[Detection examples]
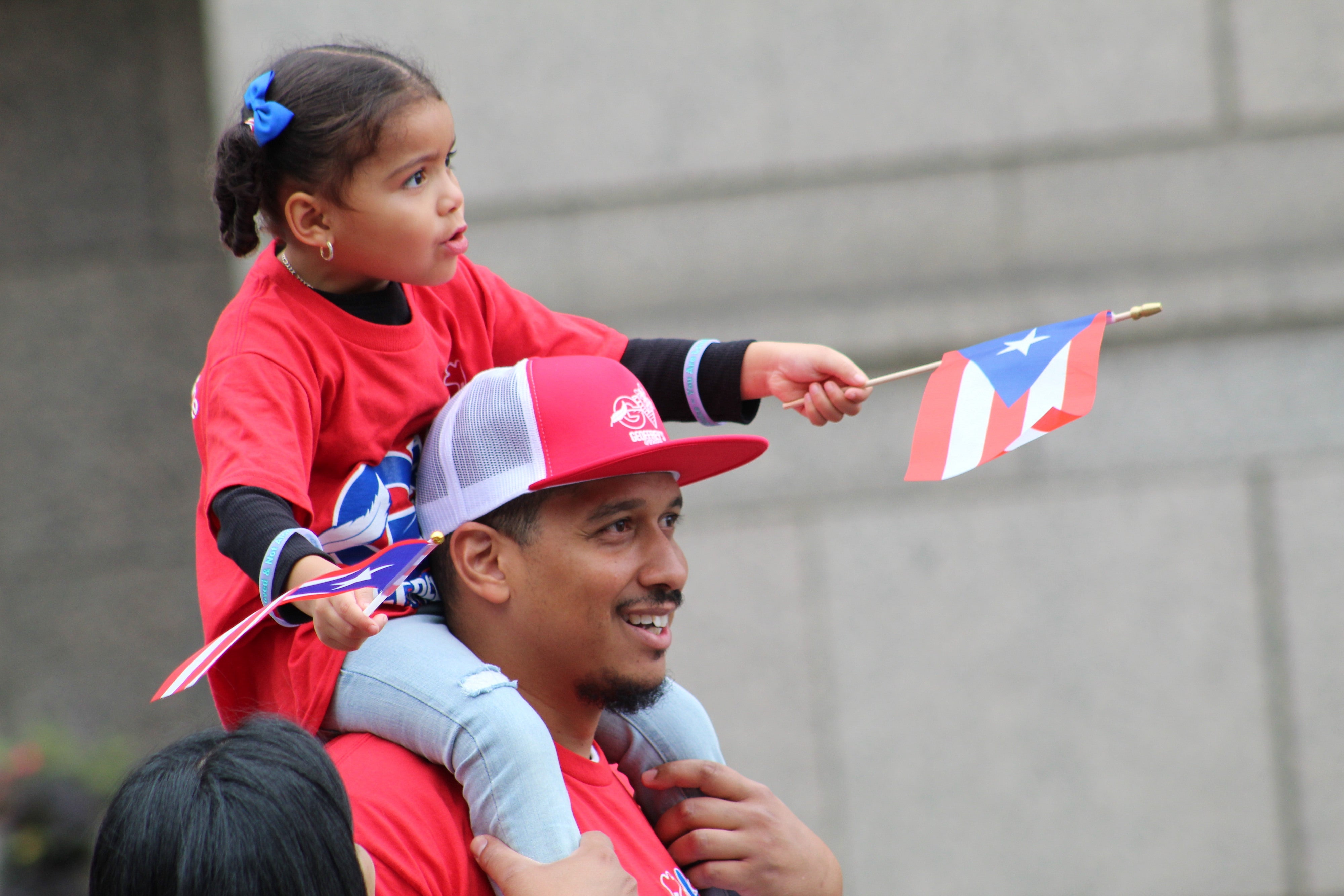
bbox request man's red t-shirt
[327,735,692,896]
[191,245,626,731]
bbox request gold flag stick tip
[781,302,1163,410]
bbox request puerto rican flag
[906,312,1110,482]
[149,539,434,702]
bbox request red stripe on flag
[980,390,1031,463]
[906,352,970,482]
[149,539,434,702]
[1064,312,1109,416]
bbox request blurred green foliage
[0,724,137,896]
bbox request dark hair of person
[215,44,442,258]
[429,486,567,623]
[89,717,364,896]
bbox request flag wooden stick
[782,302,1163,410]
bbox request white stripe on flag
[1004,340,1074,451]
[942,361,995,479]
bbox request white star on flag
[999,327,1050,355]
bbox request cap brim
[528,435,770,492]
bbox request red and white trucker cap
[415,356,770,535]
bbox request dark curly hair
[215,44,444,258]
[89,716,364,896]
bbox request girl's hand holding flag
[285,553,387,650]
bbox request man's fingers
[668,827,751,868]
[642,759,759,799]
[685,860,753,892]
[472,834,538,887]
[653,797,751,849]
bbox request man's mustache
[616,588,681,612]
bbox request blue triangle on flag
[961,314,1097,407]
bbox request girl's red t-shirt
[191,245,626,731]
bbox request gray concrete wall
[176,0,1344,896]
[0,0,228,748]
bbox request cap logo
[610,386,668,445]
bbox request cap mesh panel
[453,370,532,489]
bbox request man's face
[511,473,687,708]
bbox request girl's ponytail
[215,122,265,258]
[207,46,442,258]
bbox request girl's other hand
[742,343,872,426]
[285,553,387,650]
[472,830,640,896]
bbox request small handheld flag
[906,312,1111,482]
[149,539,434,702]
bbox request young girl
[192,46,867,861]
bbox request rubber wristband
[681,339,723,426]
[257,528,323,629]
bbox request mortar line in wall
[1246,459,1309,896]
[472,114,1344,224]
[794,510,849,866]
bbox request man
[329,357,841,896]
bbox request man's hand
[742,343,872,426]
[285,553,387,650]
[644,759,844,896]
[472,830,640,896]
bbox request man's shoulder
[327,733,491,896]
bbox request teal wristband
[681,339,723,426]
[257,528,323,629]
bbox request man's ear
[448,522,517,603]
[285,189,332,249]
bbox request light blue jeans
[323,611,723,862]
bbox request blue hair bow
[243,71,294,146]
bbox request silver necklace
[280,250,317,293]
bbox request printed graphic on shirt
[444,361,466,398]
[317,435,438,606]
[659,868,700,896]
[610,386,668,445]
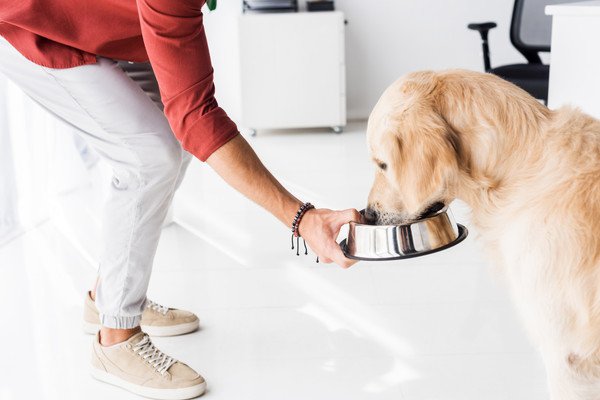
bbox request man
[0,0,360,399]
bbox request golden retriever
[366,70,600,400]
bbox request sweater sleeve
[137,0,238,161]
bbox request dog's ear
[394,109,462,216]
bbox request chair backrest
[510,0,581,63]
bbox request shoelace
[146,300,169,315]
[131,335,177,375]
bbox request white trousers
[0,37,191,329]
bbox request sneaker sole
[83,320,200,336]
[90,367,206,400]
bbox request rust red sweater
[0,0,238,161]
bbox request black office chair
[468,0,581,103]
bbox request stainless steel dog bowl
[340,207,468,261]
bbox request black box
[306,0,335,11]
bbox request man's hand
[207,135,362,268]
[298,208,363,268]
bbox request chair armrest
[467,22,498,71]
[467,22,498,34]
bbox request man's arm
[207,135,361,268]
[137,0,360,267]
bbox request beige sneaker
[83,292,200,336]
[91,332,206,400]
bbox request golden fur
[367,70,600,400]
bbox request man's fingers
[341,208,363,224]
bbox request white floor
[0,123,548,400]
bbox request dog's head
[365,72,460,224]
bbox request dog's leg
[546,353,600,400]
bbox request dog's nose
[364,206,378,223]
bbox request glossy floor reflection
[0,124,548,400]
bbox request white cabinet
[546,0,600,118]
[239,12,346,129]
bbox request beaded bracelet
[292,203,315,256]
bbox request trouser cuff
[100,314,142,329]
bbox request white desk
[239,11,346,131]
[546,0,600,118]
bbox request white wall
[205,0,524,119]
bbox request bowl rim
[348,204,458,229]
[340,223,469,261]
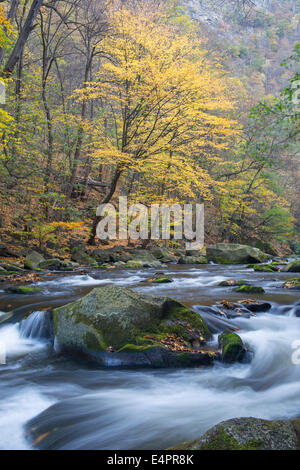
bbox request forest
[0,0,300,456]
[0,0,300,255]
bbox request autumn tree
[78,8,239,241]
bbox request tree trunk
[0,0,19,65]
[88,169,122,245]
[3,0,43,77]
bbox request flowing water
[0,265,300,450]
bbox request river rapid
[0,265,300,450]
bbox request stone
[178,256,207,265]
[218,331,246,363]
[206,243,272,264]
[282,260,300,273]
[53,285,213,367]
[235,284,265,294]
[172,418,300,450]
[24,251,45,270]
[7,286,43,295]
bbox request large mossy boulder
[178,256,207,265]
[282,260,300,273]
[283,277,300,290]
[24,251,45,270]
[126,249,161,269]
[206,243,272,264]
[150,247,176,263]
[53,286,216,367]
[235,284,265,294]
[71,247,98,266]
[218,331,246,364]
[172,418,300,450]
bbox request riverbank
[0,265,300,449]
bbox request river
[0,265,300,450]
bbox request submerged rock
[178,256,207,264]
[39,258,79,271]
[147,273,173,284]
[24,251,45,270]
[218,331,246,363]
[71,247,98,266]
[283,277,300,290]
[53,286,216,367]
[151,247,176,263]
[7,286,43,295]
[235,284,265,294]
[282,261,300,273]
[219,279,247,287]
[172,418,300,450]
[206,243,272,264]
[0,263,24,273]
[247,264,280,273]
[126,250,161,269]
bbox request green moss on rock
[284,277,300,290]
[235,284,265,294]
[218,331,245,363]
[53,286,211,366]
[172,418,298,450]
[8,286,43,295]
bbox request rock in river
[173,418,300,450]
[53,286,218,367]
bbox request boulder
[0,243,18,258]
[150,247,176,263]
[39,258,79,271]
[282,260,300,273]
[24,251,45,270]
[0,263,24,272]
[172,418,300,450]
[147,273,173,284]
[53,286,213,367]
[283,277,300,290]
[218,331,246,364]
[0,311,13,324]
[71,247,98,266]
[7,286,43,295]
[247,264,280,273]
[126,250,161,269]
[178,256,207,264]
[218,279,247,287]
[206,243,272,264]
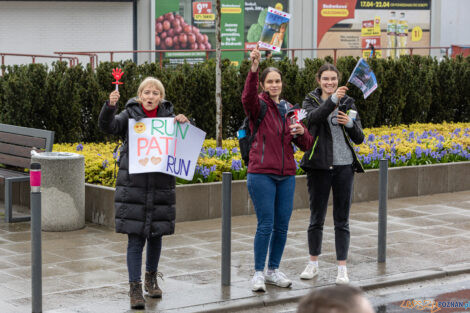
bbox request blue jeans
[127,234,162,282]
[247,173,295,271]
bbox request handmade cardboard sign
[129,118,206,180]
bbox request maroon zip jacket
[242,70,313,175]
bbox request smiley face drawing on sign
[134,122,145,134]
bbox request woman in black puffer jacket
[99,77,188,309]
[300,64,364,284]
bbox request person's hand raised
[250,44,261,72]
[109,90,120,107]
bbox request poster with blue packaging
[258,7,291,52]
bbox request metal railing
[0,52,78,75]
[54,47,450,68]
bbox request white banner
[129,118,206,180]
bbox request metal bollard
[30,163,42,313]
[377,159,388,263]
[222,173,232,286]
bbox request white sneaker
[300,263,319,279]
[251,272,266,291]
[264,269,292,288]
[336,266,349,285]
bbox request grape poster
[155,0,289,66]
[129,118,206,180]
[316,0,431,58]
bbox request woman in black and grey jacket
[300,64,364,284]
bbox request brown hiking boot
[129,282,145,309]
[144,272,163,298]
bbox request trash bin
[31,152,85,231]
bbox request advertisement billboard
[155,0,289,65]
[317,0,431,58]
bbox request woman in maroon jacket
[242,47,313,291]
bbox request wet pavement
[0,191,470,313]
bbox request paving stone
[0,191,470,313]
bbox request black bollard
[222,173,232,286]
[29,163,42,313]
[377,159,388,263]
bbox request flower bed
[54,123,470,187]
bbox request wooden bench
[0,124,54,223]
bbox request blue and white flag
[348,58,378,99]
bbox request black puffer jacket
[99,98,176,237]
[300,88,364,173]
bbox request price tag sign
[411,26,423,41]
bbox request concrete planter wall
[1,162,470,227]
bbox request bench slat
[0,153,31,168]
[0,130,46,149]
[0,142,38,158]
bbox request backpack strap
[251,99,268,138]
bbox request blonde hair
[137,77,165,103]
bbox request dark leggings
[127,234,162,282]
[307,165,354,261]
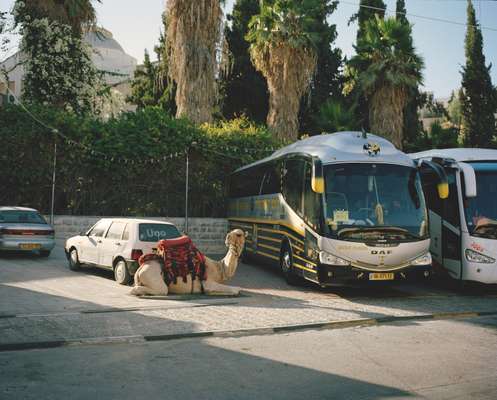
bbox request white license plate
[19,243,41,250]
[369,272,395,281]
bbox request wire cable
[339,0,497,32]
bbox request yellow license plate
[19,243,41,250]
[369,272,395,281]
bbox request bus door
[420,168,445,265]
[442,168,462,278]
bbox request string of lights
[2,87,276,165]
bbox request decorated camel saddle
[131,229,245,296]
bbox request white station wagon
[64,218,181,285]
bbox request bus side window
[261,163,281,194]
[304,162,321,229]
[443,169,461,228]
[421,169,443,216]
[283,158,304,215]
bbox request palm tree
[166,0,223,123]
[247,0,330,140]
[350,16,424,148]
[16,0,101,37]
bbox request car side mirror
[311,159,324,193]
[418,159,449,200]
[458,162,477,197]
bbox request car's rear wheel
[68,247,81,271]
[114,258,131,285]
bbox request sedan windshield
[464,163,497,239]
[325,164,428,242]
[0,210,47,224]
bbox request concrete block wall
[47,215,228,254]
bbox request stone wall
[47,215,228,254]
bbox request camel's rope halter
[228,239,243,257]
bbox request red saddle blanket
[138,236,207,285]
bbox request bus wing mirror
[311,159,324,193]
[458,162,476,197]
[418,160,449,199]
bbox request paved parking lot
[0,242,497,350]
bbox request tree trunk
[369,86,407,150]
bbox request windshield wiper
[337,226,421,241]
[473,220,497,239]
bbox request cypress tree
[395,0,409,24]
[349,0,387,41]
[395,0,424,149]
[299,3,343,135]
[126,14,176,115]
[460,0,496,147]
[221,0,269,123]
[349,0,387,129]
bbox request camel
[130,229,246,296]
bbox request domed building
[85,28,136,85]
[0,28,137,110]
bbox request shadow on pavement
[0,334,411,400]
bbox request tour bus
[228,132,447,286]
[411,149,497,283]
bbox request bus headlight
[319,251,350,266]
[411,253,431,265]
[465,249,495,264]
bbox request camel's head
[225,229,247,255]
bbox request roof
[0,206,38,212]
[238,131,414,171]
[409,148,497,162]
[85,29,124,53]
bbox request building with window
[0,28,137,106]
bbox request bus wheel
[280,244,299,285]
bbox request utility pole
[185,147,190,234]
[50,129,58,226]
[185,142,197,234]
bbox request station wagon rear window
[0,210,47,224]
[138,224,181,242]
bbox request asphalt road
[0,317,497,400]
[0,239,497,400]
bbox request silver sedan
[0,207,55,257]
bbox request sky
[0,0,497,98]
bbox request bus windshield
[464,163,497,239]
[324,164,428,243]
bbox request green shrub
[0,106,276,217]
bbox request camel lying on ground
[131,229,245,296]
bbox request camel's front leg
[131,262,169,296]
[204,280,242,296]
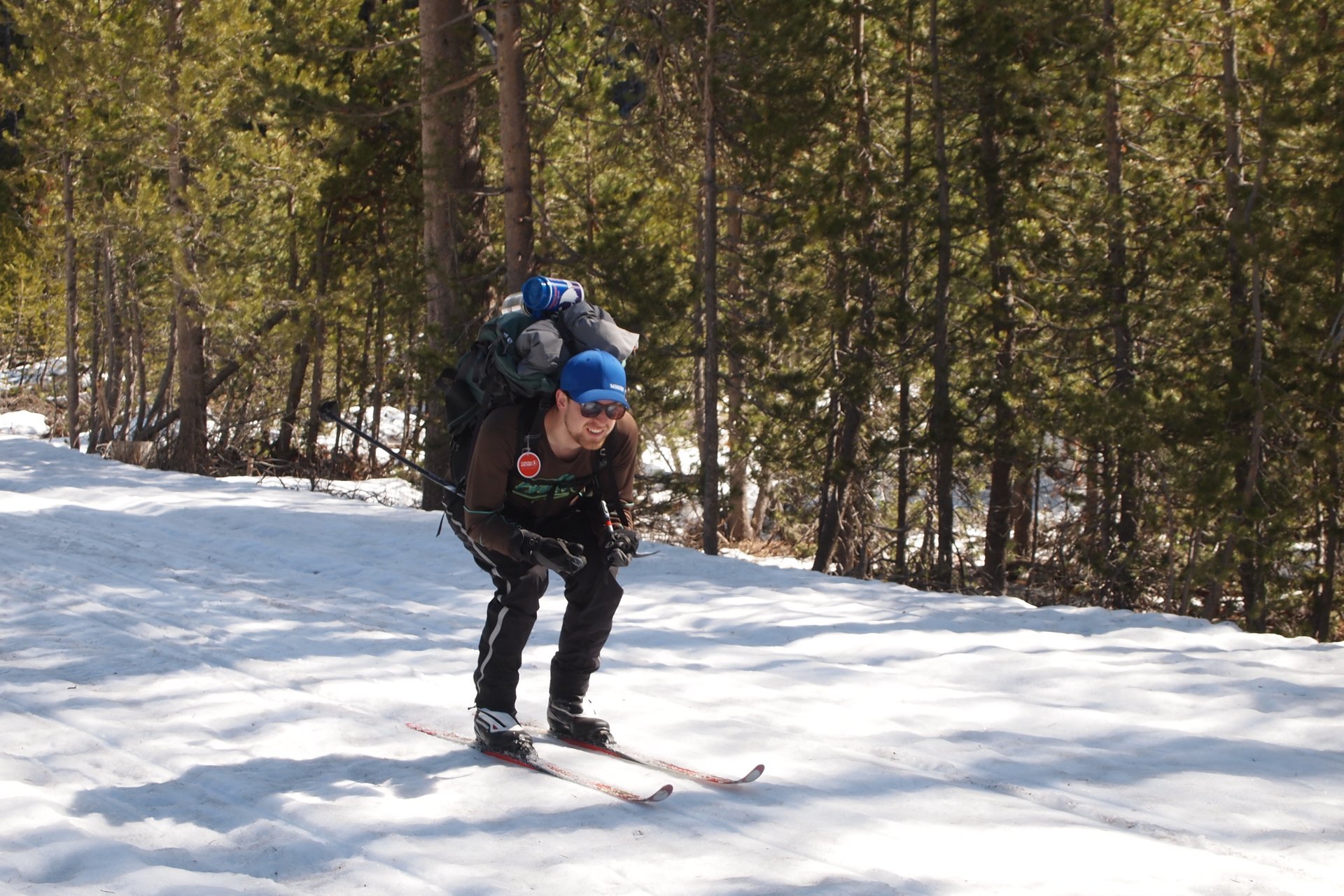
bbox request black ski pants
[449,498,625,716]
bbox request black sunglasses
[566,392,625,421]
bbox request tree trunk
[812,7,876,573]
[1220,0,1268,631]
[276,329,309,461]
[723,186,755,541]
[164,0,207,473]
[892,0,919,580]
[495,0,532,294]
[980,71,1017,594]
[700,0,719,555]
[1102,0,1140,610]
[929,0,957,587]
[60,152,79,449]
[419,0,485,510]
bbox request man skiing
[450,349,640,756]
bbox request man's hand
[512,529,587,575]
[606,525,640,567]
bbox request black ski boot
[546,696,614,747]
[473,708,536,759]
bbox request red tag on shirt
[517,451,542,479]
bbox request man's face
[563,396,617,451]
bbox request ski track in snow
[0,437,1344,896]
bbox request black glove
[511,529,587,575]
[606,525,640,567]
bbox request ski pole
[317,398,457,494]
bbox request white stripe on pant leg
[447,516,513,708]
[476,605,508,709]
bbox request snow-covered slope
[0,435,1344,896]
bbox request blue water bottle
[523,276,583,318]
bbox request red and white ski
[406,722,672,804]
[523,725,764,785]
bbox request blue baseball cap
[561,348,630,407]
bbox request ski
[406,722,672,804]
[523,725,764,785]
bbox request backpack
[437,301,638,493]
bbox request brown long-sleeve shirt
[463,407,640,555]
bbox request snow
[0,411,51,437]
[0,435,1344,896]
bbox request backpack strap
[593,444,626,525]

Set problem — Recast the material from the line containing "bbox request shoelace" up to and including the line containing "[468,0,581,103]" as a numbered list, omitting any blank lines.

Task output —
1. bbox request shoelace
2. [146,300,169,315]
3. [131,335,177,375]
4. bbox request white trousers
5. [0,37,191,329]
6. bbox request sneaker sole
7. [83,320,200,336]
8. [90,367,206,400]
9. bbox request rust red sweater
10. [0,0,238,161]
11. bbox request black office chair
12. [468,0,581,103]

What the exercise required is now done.